(What this task involves) In the records below, copy out word for word the lines from the one containing "the white baseboard" through the one containing "[(193, 237), (60, 258)]", both included.

(Recorded information)
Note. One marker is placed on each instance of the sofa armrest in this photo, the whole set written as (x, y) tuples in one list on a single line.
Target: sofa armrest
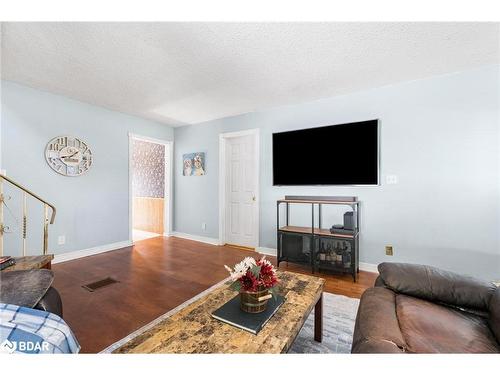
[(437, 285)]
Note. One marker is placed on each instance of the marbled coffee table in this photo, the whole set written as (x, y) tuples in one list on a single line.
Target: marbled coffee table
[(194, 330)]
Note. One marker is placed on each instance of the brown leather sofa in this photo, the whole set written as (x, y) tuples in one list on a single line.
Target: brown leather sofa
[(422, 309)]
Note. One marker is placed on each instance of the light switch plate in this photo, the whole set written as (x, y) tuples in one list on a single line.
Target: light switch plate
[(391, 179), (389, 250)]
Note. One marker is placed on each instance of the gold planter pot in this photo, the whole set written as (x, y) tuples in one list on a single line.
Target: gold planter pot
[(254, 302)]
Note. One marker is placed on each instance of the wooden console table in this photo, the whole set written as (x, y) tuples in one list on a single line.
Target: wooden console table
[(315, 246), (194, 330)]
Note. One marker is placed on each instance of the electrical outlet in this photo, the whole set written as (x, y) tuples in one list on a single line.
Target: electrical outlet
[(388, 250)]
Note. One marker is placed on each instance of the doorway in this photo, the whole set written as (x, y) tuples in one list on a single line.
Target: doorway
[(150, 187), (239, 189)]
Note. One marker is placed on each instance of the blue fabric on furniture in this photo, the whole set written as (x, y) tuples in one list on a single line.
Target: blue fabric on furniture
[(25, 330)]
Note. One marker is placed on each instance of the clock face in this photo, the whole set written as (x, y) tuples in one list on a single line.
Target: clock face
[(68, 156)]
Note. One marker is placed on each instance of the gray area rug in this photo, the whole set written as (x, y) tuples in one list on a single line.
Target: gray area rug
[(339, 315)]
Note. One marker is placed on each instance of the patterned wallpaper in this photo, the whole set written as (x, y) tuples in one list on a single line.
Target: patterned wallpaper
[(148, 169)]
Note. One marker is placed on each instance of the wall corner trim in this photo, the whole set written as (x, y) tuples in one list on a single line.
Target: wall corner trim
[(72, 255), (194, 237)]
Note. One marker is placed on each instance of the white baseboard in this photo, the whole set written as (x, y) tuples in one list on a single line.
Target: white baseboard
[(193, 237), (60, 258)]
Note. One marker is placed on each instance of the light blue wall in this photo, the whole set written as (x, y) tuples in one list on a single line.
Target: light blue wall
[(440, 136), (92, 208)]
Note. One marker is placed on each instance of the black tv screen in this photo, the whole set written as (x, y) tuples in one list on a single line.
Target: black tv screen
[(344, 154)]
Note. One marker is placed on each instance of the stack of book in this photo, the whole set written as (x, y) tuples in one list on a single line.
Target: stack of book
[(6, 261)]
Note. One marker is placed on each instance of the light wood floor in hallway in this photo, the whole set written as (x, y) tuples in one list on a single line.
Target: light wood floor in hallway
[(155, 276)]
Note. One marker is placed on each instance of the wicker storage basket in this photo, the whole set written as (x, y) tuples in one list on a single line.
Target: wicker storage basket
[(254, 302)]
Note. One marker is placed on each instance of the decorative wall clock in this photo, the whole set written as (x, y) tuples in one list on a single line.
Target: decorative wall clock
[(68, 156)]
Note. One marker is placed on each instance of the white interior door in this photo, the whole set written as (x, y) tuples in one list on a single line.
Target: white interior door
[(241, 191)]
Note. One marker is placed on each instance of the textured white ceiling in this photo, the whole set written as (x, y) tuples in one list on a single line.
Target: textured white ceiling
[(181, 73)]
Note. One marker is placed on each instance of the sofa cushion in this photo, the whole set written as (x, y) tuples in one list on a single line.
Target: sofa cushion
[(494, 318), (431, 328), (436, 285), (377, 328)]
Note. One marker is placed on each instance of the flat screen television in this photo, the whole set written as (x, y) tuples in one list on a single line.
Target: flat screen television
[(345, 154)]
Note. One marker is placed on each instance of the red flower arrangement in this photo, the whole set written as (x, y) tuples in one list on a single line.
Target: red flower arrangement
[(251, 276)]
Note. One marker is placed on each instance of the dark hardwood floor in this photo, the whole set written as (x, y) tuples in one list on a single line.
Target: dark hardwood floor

(Task output)
Note. One marker is placed on each instance of the white baseboard in this photo, the whole set written as (x, y) tuples in one list on a single line.
Target: white baseboard
[(193, 237), (60, 258)]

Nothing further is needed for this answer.